## WHAT TO DO
Count the lines in the records that follow that contain the word "below", and reply with only that number.

## RECORDS SHOWN
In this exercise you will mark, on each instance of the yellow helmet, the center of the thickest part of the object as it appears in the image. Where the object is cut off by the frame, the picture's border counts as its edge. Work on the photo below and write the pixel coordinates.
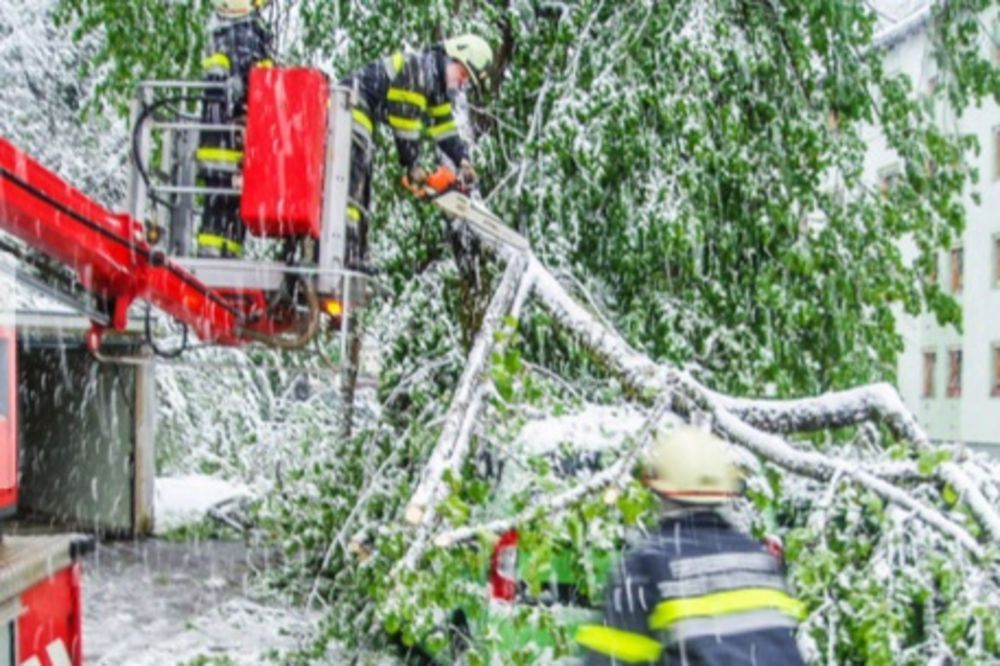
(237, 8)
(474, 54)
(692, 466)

---

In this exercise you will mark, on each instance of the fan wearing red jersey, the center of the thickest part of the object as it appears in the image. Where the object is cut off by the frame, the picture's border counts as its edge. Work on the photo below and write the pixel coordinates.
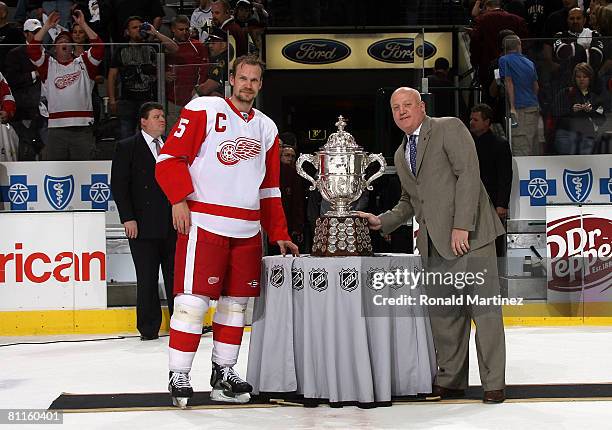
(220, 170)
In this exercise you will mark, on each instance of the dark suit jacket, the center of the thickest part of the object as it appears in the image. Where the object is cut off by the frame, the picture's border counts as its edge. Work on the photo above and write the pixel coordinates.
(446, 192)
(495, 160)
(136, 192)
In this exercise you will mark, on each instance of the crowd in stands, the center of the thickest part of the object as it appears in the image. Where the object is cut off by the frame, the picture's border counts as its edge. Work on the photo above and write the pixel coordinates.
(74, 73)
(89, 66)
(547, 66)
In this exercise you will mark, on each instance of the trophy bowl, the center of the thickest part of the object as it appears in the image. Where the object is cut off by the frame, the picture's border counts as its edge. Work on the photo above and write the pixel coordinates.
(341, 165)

## TASK RESULT
2